Provided passage:
_____
Hibbert's first book was an account of his university years and the Tiso TransGreenland expedition, titled The Long Haul, which was published by Tricorn Books in March 2010, and launched in Stanford's travel bookstore in London. It attracted positive reviews from Wanderlust magazine and Sir Ranulph Fiennes.

A paperback, Maybe, was announced as due for publishing in late May 2013. The subject matter is a move towards social commentary combined with expedition accounts. Maybe received mostly positive reviews despite some negativity regarding his forceful and direct style of peer review.

In 2018, Polar Eskimo was published. The book was part travelogue and part social and political commentary surrounding Greenland's past, present and future, including indigenous rights. It was reviewed as 'one of the most rewarding books on exploration and wilderness' by Sidetracked.
_____
List of tasks:
1. List the titles of all the books named in the passage on Hibbert's books.
2. According to the passage on Hibbert's books, which publisher released The Long Haul?
3. Continue the passage on Hibbert's books, starting after its final sentence.
The records that come next are separate material and have no connection to the passage on Hibbert's books.
_____
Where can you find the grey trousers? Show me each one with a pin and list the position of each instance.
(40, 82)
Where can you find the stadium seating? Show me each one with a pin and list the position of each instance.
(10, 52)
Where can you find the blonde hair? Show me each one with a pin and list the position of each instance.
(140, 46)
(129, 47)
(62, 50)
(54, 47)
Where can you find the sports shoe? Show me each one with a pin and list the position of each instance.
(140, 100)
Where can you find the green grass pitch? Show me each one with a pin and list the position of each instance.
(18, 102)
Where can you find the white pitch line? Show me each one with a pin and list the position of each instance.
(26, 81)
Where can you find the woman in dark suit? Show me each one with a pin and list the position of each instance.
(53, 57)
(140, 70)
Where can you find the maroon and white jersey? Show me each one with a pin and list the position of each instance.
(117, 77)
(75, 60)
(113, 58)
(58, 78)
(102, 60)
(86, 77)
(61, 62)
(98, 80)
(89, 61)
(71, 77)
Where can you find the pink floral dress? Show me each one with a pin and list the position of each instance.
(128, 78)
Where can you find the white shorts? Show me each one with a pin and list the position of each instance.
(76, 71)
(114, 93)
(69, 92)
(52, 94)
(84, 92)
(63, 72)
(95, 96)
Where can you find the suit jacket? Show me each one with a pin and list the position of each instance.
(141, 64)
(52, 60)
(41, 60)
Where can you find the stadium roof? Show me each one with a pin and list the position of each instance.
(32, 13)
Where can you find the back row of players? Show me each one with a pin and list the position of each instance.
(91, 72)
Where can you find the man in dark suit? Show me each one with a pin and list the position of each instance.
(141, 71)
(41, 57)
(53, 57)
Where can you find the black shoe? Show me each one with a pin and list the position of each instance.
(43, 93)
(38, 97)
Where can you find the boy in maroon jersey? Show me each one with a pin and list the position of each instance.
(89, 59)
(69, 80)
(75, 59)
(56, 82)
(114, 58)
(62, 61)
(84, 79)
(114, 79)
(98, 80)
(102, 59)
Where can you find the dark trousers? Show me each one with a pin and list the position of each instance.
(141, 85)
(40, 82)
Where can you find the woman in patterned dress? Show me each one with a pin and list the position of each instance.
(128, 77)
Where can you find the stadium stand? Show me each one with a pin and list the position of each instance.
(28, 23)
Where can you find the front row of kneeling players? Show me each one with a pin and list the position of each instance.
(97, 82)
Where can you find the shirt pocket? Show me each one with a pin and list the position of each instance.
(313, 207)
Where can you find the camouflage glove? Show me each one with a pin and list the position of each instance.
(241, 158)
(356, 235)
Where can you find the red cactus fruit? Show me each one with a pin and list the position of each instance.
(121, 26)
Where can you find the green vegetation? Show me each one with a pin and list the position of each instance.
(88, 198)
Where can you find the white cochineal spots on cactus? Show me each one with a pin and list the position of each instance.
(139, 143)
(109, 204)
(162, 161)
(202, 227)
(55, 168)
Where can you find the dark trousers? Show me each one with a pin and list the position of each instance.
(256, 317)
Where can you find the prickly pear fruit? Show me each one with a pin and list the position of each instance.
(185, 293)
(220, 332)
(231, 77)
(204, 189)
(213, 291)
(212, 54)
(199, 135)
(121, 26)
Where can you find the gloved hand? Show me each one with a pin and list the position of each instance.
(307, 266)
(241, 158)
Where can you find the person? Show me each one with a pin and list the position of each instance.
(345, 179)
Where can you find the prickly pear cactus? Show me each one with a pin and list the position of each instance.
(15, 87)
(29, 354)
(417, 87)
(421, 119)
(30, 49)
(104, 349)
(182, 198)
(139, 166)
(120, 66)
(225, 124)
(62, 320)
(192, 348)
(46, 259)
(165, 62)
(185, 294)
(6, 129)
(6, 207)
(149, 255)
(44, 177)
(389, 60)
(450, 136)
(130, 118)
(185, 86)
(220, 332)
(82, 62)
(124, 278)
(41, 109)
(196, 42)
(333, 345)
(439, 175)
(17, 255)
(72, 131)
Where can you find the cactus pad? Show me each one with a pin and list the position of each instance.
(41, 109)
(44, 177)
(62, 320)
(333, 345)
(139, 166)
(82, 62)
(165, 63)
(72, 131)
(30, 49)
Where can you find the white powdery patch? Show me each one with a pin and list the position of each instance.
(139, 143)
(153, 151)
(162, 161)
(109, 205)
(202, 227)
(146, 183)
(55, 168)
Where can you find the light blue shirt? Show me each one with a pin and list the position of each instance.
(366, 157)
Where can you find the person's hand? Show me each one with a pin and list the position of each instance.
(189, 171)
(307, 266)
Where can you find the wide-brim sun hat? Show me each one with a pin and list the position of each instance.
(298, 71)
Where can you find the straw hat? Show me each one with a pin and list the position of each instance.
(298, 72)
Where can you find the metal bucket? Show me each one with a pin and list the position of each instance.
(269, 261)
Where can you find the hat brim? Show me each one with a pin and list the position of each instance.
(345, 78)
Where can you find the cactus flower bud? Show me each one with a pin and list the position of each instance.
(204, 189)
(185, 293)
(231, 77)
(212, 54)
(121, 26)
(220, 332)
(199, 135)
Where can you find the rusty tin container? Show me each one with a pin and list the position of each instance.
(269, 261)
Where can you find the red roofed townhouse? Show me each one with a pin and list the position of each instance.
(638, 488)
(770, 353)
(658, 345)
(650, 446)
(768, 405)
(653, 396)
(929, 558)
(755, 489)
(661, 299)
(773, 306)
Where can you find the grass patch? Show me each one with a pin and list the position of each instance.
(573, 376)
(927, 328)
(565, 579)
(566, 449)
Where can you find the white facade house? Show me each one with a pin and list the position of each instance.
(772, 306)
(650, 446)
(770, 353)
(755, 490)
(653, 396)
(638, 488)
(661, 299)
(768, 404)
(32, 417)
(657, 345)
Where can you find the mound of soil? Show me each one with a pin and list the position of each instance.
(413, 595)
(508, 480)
_____
Task answers:
1. The Long Haul, Maybe, Polar Eskimo

2. Tricorn Books

3.
==Television==

Hibbert competed along with fellow graduates of St Hugh's College, Oxford in the 2013 of Christmas University Challenge. They defeated the University of Stirling but did not reach the final.

== Photographer==
Hibbert was a finalist in the international BBC Wildlife Photographer of the Year competition in 2003, 2004 and 2010 and was agency signed from the age of eighteen. He contributed exclusively to Getty Images, Oxford Scientific Films and Robert Harding World Imagery. Hibbert was one of the judging panel on the STA Travel Photo Competition 2010, along with senior figures from the photographic industry.